:: 给定要求 ::
能否把这篇题解从“for (int j = i”一直到“k = i; k <= n; ++k)”的内容再写一遍，并把其中的“while”换成“if”？

:: 所给文段 ::
- - -

P4111 [HEOI2015] 小 Z 的房间 题解

这个大房子可以看成一张 $n\times m$ 的网格图，

柱子不能打通的限制可以看成删去每个柱子对应的点，

此时答案即为剩下的图的生成树个数。

用矩阵树定理求解即可。

#include <cstdio>
#include <algorithm>
#define M 1000000000
#define int long long
using namespace std;
char z;
int u, v, n, _ = 1, q = 1, o[350][350], a[350][350];
void A(int u, int v)
{
    a[u][u] = (a[u][u] + 1) % M, a[v][v] = (a[v][v] + 1) % M;
    a[u][v] = (a[u][v] + M - 1) % M, a[v][u] = (a[v][u] + M - 1) % M;
}
signed main()
{
    scanf("%lld%lld", &u, &v);
    for (int i = 1; i <= u; ++i)
        for (int j = 1; j <= v; ++j)
        {
            scanf(" %c", &z);
            if (z == '.')
                o[i][j] = ++n;
        }
    for (int i = 1; i <= u; ++i)
        for (int j = 1; j <= v; ++j)
        {
            if (i != u && o[i][j] && o[i + 1][j])
                A(o[i][j], o[i + 1][j]);
            if (j != v && o[i][j] && o[i][j + 1])
                A(o[i][j], o[i][j + 1]);
        }
    for (int i = 2; i <= n; ++i)
        for (int j = i + 1; j <= n; ++j)
        {
            while (a[i][i])
            {
                int z = a[j][i] / a[i][i];
                for (int k = i; k <= n; ++k)
                    a[j][k] = (a[j][k] + M - a[i][k] * z % M) % M;
                swap(a[i], a[j]);
                _ = -_;
            }
            swap(a[i], a[j]);
            _ = -_;
        }
    for (int i = 2; i <= n; ++i)
        q = (q * a[i][i]) % M;
    if (_ == -1)
        q = (M - q) % M;
    printf("%lld", q);
    return 0;
}

- - -

:: 数据行 ::
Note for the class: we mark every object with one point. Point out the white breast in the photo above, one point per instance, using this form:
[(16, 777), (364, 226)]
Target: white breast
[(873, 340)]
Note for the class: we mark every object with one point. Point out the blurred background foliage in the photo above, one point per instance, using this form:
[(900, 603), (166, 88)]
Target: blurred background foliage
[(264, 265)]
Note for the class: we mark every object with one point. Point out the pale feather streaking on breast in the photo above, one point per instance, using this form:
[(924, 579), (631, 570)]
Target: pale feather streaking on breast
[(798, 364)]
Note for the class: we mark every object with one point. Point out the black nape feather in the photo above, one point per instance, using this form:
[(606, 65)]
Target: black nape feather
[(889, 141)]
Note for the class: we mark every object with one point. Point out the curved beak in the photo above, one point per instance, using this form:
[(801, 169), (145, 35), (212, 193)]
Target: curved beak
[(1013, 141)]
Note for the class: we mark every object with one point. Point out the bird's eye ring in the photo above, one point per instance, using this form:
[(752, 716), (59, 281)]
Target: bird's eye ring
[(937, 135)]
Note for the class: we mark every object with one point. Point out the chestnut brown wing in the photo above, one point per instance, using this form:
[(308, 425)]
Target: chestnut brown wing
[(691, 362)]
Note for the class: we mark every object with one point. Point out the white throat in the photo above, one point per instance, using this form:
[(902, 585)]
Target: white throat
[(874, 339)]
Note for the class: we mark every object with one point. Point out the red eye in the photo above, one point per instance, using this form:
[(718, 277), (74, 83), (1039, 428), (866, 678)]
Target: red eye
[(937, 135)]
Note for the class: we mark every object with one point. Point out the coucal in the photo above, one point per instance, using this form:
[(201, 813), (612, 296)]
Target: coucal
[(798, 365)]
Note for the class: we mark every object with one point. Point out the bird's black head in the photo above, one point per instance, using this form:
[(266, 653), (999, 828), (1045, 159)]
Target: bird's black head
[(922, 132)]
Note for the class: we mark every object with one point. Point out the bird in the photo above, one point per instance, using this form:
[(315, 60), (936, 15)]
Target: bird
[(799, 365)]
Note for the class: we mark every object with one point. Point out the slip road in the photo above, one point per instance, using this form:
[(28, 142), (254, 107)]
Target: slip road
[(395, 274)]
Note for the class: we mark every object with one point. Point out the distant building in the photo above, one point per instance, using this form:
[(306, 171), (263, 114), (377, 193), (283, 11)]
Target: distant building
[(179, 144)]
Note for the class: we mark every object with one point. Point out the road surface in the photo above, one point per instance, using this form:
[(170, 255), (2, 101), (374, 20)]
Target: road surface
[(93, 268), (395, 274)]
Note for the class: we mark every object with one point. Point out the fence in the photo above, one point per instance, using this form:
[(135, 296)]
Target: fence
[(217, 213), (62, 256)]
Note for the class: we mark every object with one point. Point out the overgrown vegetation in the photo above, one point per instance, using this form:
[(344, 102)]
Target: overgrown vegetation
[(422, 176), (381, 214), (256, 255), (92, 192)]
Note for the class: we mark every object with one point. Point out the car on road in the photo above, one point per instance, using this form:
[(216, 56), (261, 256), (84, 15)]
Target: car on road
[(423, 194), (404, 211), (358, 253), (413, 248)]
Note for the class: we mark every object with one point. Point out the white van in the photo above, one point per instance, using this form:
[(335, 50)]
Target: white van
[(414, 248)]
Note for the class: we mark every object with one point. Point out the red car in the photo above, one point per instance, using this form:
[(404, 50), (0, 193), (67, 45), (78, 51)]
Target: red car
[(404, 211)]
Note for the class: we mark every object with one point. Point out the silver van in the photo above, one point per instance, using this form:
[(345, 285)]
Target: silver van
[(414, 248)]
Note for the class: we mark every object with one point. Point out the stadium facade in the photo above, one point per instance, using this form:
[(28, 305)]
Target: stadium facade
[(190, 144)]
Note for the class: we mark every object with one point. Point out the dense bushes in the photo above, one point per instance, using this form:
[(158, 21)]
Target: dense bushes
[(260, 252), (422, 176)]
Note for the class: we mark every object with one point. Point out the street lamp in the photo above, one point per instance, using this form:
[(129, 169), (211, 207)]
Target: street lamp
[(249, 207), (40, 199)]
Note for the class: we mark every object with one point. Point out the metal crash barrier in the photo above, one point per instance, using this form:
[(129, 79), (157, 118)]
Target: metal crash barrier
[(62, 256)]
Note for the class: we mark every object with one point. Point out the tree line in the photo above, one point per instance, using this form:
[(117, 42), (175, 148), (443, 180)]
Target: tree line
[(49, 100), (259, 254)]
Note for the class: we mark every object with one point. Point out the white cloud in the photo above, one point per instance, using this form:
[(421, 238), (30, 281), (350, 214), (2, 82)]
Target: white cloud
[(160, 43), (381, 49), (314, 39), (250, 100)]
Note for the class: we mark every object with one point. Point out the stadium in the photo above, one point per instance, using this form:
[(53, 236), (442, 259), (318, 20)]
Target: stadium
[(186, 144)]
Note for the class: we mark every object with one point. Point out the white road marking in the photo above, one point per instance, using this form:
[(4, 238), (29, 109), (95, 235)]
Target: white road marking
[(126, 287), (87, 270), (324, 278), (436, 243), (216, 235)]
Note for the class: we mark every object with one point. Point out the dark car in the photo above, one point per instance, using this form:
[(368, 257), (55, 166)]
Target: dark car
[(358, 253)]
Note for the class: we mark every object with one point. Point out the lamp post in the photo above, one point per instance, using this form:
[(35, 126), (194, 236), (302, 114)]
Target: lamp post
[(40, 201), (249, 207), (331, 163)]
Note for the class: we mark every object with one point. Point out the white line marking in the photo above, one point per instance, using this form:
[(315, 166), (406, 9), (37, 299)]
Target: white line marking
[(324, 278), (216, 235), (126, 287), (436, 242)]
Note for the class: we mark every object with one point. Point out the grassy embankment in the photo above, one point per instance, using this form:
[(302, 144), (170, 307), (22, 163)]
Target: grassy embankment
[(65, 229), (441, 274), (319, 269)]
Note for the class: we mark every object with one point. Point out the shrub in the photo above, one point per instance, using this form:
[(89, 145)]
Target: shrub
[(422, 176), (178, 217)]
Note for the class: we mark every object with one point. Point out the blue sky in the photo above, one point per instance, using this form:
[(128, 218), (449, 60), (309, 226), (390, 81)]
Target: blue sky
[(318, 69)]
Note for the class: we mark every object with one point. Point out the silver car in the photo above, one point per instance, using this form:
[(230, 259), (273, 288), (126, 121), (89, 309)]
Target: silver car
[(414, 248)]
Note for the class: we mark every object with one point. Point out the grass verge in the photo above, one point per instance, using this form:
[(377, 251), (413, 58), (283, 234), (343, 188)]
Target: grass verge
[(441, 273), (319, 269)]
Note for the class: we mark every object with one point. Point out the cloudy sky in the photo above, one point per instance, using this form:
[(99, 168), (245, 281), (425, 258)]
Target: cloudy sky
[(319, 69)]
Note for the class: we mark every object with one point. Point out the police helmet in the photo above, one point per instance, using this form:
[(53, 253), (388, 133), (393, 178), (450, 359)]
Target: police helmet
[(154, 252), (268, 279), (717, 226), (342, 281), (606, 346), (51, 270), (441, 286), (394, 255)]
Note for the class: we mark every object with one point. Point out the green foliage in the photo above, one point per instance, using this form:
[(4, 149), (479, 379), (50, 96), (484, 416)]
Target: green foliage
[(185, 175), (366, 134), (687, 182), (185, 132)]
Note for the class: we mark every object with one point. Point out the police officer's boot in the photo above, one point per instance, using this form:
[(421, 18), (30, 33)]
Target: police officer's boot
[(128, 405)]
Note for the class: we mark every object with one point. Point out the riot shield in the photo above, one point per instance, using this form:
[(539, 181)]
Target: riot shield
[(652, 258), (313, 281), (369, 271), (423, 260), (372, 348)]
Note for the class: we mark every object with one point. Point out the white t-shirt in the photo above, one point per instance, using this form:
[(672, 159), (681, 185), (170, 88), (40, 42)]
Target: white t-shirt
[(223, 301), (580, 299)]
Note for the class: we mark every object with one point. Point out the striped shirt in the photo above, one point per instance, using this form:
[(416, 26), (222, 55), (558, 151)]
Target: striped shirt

- - -

:: 完整输出 ::
for (int j = i + 1; j <= n; ++j)
        {
            if (a[i][i])
            {
                int z = a[j][i] / a[i][i];
                for (int k = i; k <= n; ++k)